» **Listed records**:
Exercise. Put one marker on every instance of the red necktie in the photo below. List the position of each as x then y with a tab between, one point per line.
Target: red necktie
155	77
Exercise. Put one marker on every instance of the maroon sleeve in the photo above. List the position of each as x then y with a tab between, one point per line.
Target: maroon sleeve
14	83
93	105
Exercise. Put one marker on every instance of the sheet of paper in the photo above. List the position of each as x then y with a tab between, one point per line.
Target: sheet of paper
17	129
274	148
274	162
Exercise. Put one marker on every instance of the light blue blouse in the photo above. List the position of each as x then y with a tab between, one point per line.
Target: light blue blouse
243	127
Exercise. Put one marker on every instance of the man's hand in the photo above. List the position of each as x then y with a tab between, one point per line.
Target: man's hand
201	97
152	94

» **Instructions to follow**: Please return all lines above in which the string "instance" is found.

» **Answer**:
Exercise. Put one marker on every instance of the red necktie in the photo below. List the position of each as x then y with a tab between, one point per line.
Exercise. Put one marker on every instance of the maroon sleeve in the photo above. List the position of each as x then y with a tab between, one point per line.
Exercise. Put one marker on every instance of the sheet of paper in the photo above. List the position of each as x then y with a tab between, one point per line.
Exercise. Put one marker on every instance of the light blue blouse in the photo above. List the position of each as x then y with a tab between, one point per line.
Exercise. Put one marker on every instance of the man's hand in the photo above. List the position of each as x then y with a tab between, one point per line.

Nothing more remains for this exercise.